> YOUR TASK
Pick out each line in the rows below that contains the word "light" and copy those lines.

> DATA
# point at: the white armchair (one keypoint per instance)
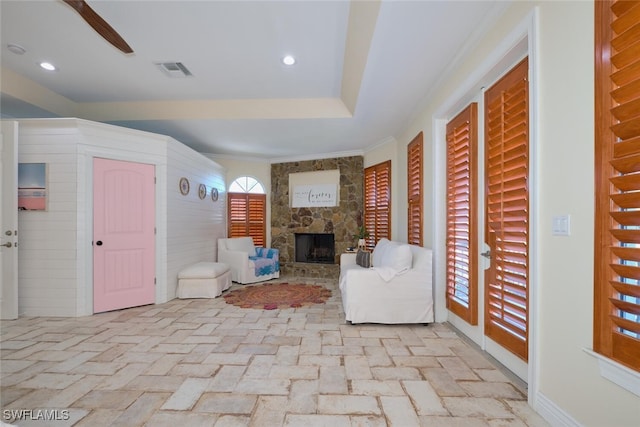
(396, 289)
(249, 264)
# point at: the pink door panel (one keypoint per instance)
(123, 234)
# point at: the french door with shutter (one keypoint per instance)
(506, 287)
(505, 209)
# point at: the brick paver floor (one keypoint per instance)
(201, 362)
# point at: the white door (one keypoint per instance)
(9, 220)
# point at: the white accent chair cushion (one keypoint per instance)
(396, 289)
(204, 280)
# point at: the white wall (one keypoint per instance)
(47, 251)
(55, 252)
(193, 224)
(566, 385)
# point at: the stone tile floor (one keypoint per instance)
(202, 362)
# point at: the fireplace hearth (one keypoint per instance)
(316, 248)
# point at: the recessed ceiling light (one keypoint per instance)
(288, 60)
(17, 49)
(48, 66)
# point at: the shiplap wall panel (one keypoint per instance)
(55, 252)
(47, 271)
(193, 224)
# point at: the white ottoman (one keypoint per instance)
(204, 280)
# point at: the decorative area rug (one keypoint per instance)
(277, 295)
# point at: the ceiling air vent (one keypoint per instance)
(174, 69)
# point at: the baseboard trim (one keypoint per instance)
(552, 412)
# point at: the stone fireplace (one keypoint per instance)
(315, 247)
(342, 221)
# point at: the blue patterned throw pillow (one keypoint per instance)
(363, 258)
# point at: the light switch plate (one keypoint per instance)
(561, 225)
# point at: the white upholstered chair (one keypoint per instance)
(249, 264)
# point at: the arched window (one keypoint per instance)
(247, 210)
(246, 184)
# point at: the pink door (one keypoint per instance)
(123, 234)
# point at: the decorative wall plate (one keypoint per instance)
(184, 186)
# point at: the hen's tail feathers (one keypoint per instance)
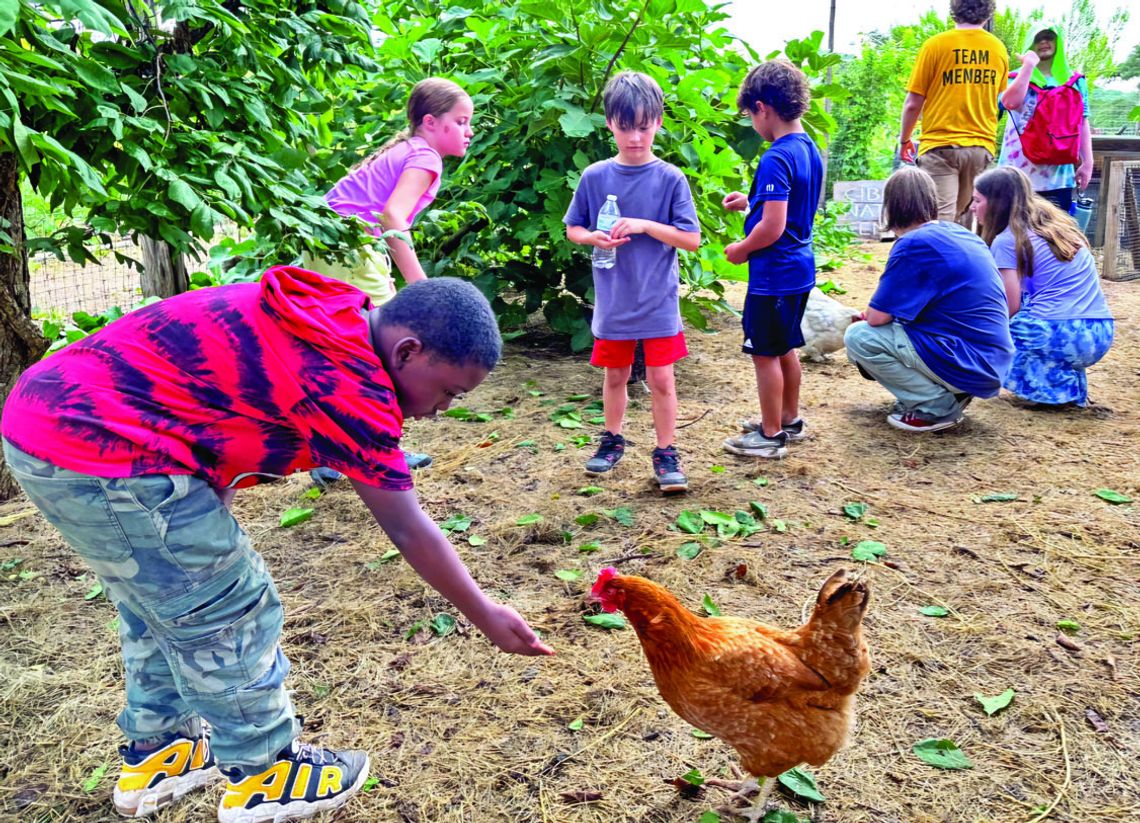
(841, 601)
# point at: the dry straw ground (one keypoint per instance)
(458, 732)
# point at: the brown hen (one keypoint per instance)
(779, 698)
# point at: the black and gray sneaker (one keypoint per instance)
(758, 445)
(610, 450)
(667, 470)
(796, 430)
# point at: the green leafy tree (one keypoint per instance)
(536, 70)
(162, 120)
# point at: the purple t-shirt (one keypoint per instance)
(364, 192)
(1057, 290)
(638, 298)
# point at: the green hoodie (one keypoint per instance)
(1061, 72)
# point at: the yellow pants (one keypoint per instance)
(371, 273)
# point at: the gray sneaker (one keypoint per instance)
(667, 470)
(609, 451)
(796, 430)
(758, 445)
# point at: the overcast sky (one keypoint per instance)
(767, 24)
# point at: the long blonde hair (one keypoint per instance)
(434, 96)
(1011, 203)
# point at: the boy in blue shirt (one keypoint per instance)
(637, 298)
(778, 247)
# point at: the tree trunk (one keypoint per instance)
(827, 104)
(21, 341)
(163, 270)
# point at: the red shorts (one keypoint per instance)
(619, 353)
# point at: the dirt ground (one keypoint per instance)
(458, 732)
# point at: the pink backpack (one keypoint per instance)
(1052, 136)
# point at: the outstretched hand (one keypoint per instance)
(506, 629)
(735, 202)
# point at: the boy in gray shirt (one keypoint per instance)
(637, 298)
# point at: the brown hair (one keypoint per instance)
(1011, 203)
(909, 198)
(971, 11)
(434, 96)
(775, 83)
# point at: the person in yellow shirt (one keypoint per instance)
(954, 87)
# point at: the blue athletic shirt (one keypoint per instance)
(790, 170)
(943, 286)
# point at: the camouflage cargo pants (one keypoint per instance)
(201, 619)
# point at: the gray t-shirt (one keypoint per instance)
(638, 298)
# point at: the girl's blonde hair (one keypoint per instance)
(434, 96)
(909, 198)
(1011, 203)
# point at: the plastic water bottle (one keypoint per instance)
(608, 216)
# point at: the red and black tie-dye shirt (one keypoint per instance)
(233, 384)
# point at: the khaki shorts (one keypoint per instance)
(953, 169)
(372, 273)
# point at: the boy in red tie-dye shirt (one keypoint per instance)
(132, 442)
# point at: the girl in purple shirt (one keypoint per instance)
(397, 182)
(1059, 322)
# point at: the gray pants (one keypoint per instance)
(887, 355)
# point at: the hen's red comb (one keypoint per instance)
(603, 577)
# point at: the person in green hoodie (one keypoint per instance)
(1044, 66)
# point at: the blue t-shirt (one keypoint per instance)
(790, 170)
(1056, 290)
(943, 286)
(637, 299)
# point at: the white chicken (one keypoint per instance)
(824, 322)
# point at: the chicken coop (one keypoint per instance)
(1115, 225)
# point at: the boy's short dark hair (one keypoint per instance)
(971, 11)
(909, 198)
(775, 83)
(450, 317)
(633, 99)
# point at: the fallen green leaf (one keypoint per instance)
(442, 625)
(690, 522)
(295, 516)
(693, 776)
(994, 705)
(605, 620)
(801, 783)
(95, 777)
(1115, 497)
(942, 754)
(689, 551)
(868, 551)
(456, 522)
(623, 514)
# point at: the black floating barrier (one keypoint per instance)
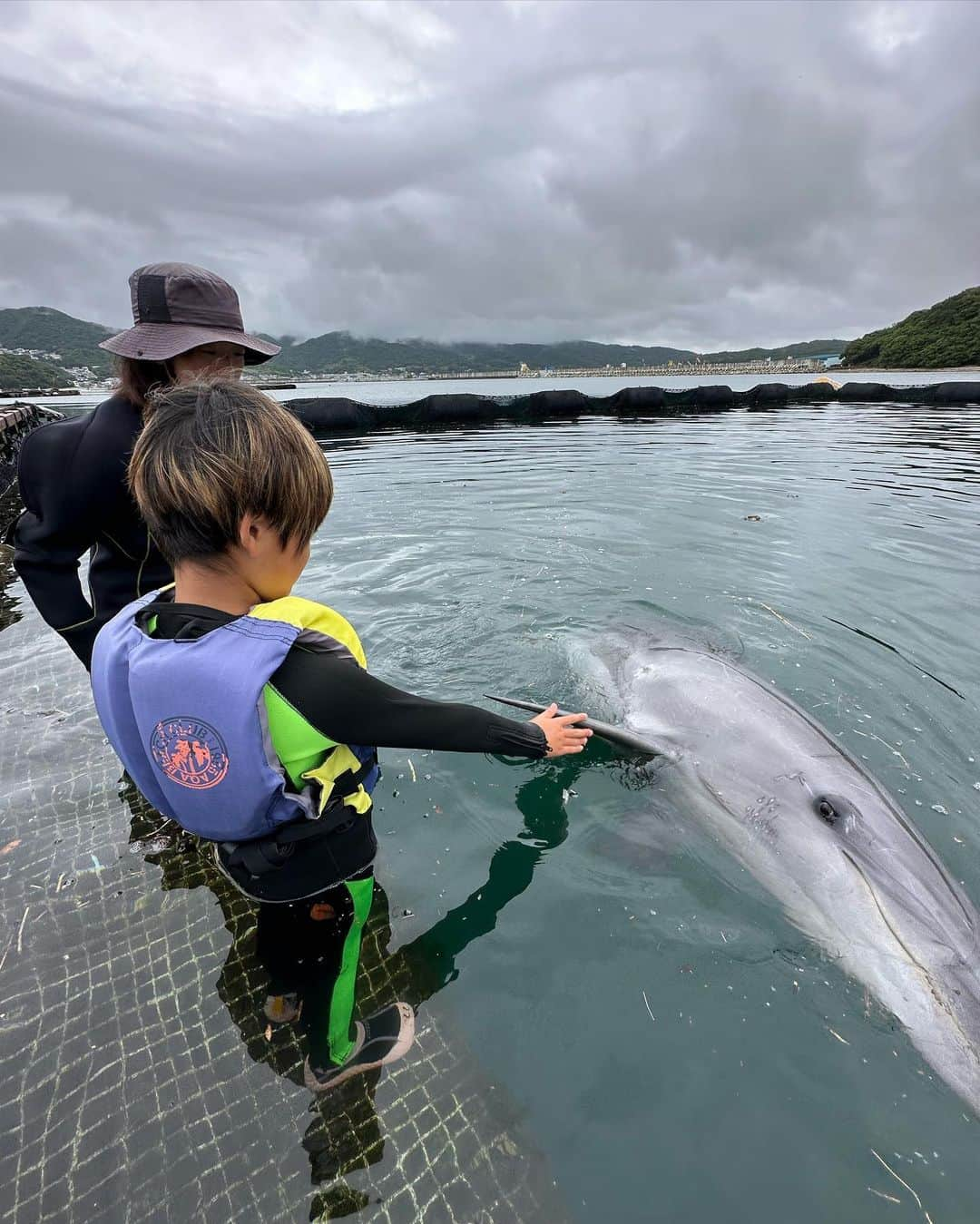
(341, 414)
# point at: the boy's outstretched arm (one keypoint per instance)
(352, 707)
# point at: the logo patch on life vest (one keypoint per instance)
(190, 753)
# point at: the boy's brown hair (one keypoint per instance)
(211, 452)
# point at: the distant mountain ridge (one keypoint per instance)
(50, 330)
(42, 328)
(340, 351)
(944, 336)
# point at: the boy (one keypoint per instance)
(248, 715)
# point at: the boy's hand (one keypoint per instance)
(561, 731)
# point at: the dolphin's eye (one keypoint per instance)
(826, 810)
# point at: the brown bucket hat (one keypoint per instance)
(178, 308)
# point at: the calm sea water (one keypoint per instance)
(651, 1016)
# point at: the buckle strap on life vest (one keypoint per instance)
(268, 853)
(347, 784)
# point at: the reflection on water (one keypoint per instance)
(345, 1132)
(627, 1013)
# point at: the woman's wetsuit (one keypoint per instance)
(73, 477)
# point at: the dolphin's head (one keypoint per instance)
(824, 837)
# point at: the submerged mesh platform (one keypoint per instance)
(131, 1088)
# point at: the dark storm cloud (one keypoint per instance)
(702, 175)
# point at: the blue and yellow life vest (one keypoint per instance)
(206, 737)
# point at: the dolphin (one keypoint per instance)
(808, 820)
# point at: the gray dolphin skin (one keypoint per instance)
(815, 828)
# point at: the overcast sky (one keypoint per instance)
(701, 175)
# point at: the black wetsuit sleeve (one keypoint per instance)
(60, 497)
(347, 704)
(73, 479)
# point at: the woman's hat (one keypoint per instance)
(176, 308)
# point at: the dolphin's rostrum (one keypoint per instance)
(808, 820)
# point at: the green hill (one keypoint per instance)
(339, 351)
(946, 334)
(76, 343)
(18, 374)
(50, 330)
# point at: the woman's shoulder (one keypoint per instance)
(94, 438)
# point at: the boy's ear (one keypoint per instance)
(250, 533)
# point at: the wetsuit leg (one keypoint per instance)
(336, 944)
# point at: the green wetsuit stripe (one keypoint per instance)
(341, 1000)
(298, 743)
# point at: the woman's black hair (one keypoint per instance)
(139, 379)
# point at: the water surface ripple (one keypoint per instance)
(673, 1045)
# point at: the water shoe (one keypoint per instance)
(381, 1039)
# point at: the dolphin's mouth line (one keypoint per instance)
(923, 972)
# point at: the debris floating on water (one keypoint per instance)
(780, 617)
(917, 1200)
(881, 1193)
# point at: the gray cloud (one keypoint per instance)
(703, 174)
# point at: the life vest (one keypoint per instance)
(210, 742)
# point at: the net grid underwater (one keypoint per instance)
(615, 1017)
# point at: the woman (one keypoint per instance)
(73, 474)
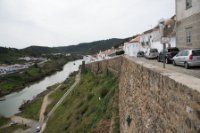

> RESULT FOR THIS EXERCISE
# point at: the recessed ceiling light (one keypoint per instance)
# point at: the light switch plate (one keypoint per instance)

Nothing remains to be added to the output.